*** Data records ***
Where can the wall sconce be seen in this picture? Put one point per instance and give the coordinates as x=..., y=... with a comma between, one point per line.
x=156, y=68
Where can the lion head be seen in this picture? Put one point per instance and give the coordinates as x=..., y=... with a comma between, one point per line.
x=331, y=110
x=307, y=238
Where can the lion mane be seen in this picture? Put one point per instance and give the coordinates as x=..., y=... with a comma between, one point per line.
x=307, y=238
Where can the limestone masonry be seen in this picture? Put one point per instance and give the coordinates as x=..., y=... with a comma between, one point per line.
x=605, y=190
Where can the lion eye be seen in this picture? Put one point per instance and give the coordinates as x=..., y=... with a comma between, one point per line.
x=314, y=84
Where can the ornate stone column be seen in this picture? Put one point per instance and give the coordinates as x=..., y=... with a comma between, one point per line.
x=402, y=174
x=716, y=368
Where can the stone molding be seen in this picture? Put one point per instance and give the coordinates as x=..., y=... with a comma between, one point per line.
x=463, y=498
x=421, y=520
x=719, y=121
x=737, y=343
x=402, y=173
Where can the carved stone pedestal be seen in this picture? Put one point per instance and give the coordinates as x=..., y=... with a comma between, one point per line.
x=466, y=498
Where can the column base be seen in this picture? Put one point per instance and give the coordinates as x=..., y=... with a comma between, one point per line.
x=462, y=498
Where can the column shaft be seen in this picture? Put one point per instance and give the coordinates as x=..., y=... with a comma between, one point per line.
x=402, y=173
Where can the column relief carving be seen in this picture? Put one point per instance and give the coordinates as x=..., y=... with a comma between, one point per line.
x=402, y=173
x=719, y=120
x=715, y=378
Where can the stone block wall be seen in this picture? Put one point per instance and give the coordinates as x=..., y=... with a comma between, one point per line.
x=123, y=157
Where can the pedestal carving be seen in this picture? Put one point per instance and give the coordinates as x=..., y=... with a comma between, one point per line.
*** End of Data records ***
> _What you are asked to do_
The entries above are to be copied word for word.

> _Written solution_
Where can the wall sconce be seen in this picture? Put one point per instance and give the coordinates as x=..., y=... with a comma between, one point per line.
x=156, y=68
Where can the lion head be seen in this picture? Put one point per instance and give the coordinates as x=..., y=... with a comma between, one point per line.
x=331, y=110
x=307, y=238
Where can the lion mane be seen in this picture? Put one point per instance and give the coordinates as x=..., y=... with a comma between, one point per line.
x=307, y=238
Where can the limestone masonry be seen in this picture? Put one point per instance and give the coordinates as x=..., y=... with a comma between, one point per line.
x=605, y=190
Where can the lion eye be seen in this picture? Put one point per instance and give the coordinates as x=..., y=... with a comma between, one point per line.
x=314, y=84
Where can the ornate stone column be seen in this picture? Put one point per instance and give the coordinates as x=..., y=... with a comma between, one point per line.
x=402, y=174
x=716, y=368
Where can the stone molding be seen in this picture? Put one point per instance and give the coordinates as x=..., y=... with a comma between, one point per line.
x=463, y=498
x=421, y=520
x=719, y=121
x=737, y=343
x=402, y=173
Where can the carved stone pedestal be seen in this picture? Put one point per instance and give the coordinates as x=..., y=... with a comma between, one point per line.
x=466, y=498
Where can the column base be seen in this picture? Put one point per instance and give the coordinates as x=..., y=... with a comma between, one point per line.
x=462, y=498
Where can the column shaft be seen in this picture? Put one point per instance and give the coordinates as x=..., y=... with a comma between, one point per line.
x=402, y=173
Where can the column relief carving be seen in this picture? Put one point per instance and give the coordinates as x=..., y=... with a comma between, one point per line.
x=402, y=173
x=719, y=120
x=715, y=378
Where can the stone block wall be seen in this picture? Put one point per instance and give the coordinates as x=..., y=... with a comma between, one point per line.
x=123, y=157
Where can the pedestal carving be seen in this picture? Put one point per instance and give the coordinates as x=..., y=... with a comma between, one point per line.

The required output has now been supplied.